Saved entries
######

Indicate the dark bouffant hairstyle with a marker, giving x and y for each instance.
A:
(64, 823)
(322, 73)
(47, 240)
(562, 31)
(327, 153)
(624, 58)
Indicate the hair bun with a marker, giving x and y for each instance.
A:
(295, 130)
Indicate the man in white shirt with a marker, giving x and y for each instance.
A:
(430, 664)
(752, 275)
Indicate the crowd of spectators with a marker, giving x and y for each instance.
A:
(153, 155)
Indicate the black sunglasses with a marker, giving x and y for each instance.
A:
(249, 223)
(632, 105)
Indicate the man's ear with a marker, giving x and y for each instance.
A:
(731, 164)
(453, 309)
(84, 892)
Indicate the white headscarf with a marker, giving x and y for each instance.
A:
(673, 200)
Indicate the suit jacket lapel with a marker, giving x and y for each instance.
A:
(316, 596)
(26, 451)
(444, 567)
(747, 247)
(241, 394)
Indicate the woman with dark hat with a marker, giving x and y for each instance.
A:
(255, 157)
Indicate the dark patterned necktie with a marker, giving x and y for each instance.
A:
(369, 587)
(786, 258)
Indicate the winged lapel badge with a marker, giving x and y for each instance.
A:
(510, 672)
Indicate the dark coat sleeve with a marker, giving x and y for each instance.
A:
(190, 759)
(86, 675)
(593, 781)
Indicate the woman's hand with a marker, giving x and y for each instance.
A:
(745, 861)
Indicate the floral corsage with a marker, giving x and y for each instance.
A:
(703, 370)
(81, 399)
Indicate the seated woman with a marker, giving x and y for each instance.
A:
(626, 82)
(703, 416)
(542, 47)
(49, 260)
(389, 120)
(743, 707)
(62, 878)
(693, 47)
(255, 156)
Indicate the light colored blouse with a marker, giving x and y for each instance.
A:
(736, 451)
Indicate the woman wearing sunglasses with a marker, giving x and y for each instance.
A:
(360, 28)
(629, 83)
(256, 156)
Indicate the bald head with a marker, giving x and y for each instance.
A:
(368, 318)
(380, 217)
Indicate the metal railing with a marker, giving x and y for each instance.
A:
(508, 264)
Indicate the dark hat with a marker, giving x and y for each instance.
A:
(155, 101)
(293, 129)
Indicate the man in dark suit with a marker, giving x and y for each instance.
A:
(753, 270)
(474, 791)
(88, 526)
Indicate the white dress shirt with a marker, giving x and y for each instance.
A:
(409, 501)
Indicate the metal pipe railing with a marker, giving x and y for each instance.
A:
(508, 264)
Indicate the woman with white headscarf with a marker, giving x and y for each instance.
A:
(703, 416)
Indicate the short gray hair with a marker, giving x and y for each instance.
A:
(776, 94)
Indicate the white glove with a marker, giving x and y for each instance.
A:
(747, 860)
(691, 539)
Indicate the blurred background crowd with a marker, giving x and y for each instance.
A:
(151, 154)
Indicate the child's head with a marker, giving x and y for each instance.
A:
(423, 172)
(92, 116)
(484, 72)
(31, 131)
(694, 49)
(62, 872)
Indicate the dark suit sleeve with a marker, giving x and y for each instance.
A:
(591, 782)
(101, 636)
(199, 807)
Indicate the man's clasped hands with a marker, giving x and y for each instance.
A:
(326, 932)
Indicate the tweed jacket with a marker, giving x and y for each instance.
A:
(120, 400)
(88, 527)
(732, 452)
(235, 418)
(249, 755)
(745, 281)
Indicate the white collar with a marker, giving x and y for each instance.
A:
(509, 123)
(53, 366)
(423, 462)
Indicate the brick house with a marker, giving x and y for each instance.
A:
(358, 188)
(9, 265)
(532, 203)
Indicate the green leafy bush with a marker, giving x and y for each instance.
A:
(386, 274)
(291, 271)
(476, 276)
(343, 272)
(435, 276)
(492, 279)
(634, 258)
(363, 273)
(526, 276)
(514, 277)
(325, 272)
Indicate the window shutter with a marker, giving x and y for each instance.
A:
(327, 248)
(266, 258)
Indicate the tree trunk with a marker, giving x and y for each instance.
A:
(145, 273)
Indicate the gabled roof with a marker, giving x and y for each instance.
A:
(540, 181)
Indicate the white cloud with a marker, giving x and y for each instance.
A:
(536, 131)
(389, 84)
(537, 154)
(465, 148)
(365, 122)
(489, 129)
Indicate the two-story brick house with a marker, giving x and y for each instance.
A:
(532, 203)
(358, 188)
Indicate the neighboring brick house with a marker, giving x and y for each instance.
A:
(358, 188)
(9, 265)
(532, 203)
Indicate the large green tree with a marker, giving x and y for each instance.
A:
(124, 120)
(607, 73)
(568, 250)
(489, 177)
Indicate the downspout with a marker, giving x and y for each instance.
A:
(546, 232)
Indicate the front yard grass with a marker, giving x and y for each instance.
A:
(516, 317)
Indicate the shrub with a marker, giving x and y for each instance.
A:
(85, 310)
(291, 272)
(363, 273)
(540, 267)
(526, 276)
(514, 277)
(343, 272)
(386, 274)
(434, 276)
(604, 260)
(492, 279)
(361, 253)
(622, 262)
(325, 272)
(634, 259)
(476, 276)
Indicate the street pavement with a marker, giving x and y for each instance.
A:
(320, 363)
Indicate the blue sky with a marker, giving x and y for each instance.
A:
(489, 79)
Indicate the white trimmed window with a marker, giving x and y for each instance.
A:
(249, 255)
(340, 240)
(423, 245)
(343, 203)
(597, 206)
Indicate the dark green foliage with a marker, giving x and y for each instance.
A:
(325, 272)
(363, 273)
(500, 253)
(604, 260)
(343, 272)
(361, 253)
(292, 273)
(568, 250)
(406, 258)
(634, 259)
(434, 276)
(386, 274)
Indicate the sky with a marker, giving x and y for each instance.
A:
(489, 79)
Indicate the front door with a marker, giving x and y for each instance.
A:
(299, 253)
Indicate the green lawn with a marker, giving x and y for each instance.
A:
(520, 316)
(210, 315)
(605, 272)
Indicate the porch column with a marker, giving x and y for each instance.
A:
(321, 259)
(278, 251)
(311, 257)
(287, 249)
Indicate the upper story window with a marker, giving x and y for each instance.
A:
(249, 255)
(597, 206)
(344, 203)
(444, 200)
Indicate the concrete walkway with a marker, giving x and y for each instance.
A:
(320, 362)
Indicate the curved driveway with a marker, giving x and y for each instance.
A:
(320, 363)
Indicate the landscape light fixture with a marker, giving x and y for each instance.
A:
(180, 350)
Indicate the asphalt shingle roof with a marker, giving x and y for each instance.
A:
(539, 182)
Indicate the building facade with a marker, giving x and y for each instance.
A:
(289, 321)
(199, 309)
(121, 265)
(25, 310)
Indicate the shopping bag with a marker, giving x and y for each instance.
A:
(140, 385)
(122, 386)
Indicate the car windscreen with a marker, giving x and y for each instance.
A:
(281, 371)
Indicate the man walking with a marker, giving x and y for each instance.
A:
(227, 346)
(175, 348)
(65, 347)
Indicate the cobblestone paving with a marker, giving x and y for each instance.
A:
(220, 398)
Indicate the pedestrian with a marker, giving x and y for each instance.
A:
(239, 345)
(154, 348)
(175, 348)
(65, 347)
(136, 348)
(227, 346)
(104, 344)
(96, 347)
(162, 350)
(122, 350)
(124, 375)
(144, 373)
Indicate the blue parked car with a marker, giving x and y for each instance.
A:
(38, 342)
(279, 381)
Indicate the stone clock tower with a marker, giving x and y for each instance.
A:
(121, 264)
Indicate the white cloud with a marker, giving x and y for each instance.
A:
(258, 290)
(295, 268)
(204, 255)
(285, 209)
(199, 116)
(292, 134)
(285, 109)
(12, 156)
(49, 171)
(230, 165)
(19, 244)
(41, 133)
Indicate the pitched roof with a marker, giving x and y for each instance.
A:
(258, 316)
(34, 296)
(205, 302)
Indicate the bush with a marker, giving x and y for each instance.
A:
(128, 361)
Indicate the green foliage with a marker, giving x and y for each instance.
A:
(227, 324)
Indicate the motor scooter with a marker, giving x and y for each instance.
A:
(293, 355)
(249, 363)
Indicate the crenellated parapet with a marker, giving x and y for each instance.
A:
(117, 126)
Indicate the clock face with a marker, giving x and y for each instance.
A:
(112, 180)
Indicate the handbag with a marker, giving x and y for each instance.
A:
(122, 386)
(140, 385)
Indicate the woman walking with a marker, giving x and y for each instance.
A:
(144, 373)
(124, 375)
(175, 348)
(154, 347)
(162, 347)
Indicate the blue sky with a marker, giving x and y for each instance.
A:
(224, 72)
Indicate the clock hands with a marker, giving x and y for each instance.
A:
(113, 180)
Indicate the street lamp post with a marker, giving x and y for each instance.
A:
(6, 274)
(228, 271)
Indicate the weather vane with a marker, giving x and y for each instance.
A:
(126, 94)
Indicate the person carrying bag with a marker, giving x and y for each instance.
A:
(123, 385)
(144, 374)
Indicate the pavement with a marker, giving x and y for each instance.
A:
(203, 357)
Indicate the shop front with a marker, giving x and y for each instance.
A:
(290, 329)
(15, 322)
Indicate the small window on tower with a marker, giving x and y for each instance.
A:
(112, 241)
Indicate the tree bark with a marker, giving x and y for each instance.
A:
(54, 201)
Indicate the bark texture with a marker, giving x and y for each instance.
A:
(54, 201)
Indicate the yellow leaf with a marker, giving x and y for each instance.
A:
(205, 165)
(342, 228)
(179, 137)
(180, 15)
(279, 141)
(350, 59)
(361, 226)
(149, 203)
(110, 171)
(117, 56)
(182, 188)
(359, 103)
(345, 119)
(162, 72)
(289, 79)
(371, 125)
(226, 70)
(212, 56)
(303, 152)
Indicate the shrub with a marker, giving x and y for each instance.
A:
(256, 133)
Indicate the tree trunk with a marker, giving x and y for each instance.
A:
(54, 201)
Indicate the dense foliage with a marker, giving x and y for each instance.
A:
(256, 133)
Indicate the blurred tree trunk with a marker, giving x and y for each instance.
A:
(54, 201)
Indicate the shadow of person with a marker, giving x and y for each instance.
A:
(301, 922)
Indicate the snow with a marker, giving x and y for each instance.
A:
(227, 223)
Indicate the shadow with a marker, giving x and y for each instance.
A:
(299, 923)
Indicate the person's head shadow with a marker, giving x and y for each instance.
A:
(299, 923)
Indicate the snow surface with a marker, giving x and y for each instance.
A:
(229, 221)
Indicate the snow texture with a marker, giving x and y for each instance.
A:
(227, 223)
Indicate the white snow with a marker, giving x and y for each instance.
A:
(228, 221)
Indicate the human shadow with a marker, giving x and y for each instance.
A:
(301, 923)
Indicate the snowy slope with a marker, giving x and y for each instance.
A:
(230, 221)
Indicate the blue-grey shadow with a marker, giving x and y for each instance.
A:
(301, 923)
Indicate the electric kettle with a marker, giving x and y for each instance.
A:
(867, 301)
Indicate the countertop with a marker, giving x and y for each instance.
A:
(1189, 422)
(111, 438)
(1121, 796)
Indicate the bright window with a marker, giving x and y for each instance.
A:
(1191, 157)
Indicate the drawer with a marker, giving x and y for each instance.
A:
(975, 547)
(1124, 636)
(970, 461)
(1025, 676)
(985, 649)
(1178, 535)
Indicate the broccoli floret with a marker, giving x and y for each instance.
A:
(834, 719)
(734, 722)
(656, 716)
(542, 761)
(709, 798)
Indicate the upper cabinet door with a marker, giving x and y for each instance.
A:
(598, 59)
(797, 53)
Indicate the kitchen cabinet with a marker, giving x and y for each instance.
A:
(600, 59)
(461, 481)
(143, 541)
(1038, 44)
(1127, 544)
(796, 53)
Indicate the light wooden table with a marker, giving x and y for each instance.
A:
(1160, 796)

######

Try it:
How many lines in the records above contain the word "suit"? Give only the number.

Response to the exercise:
3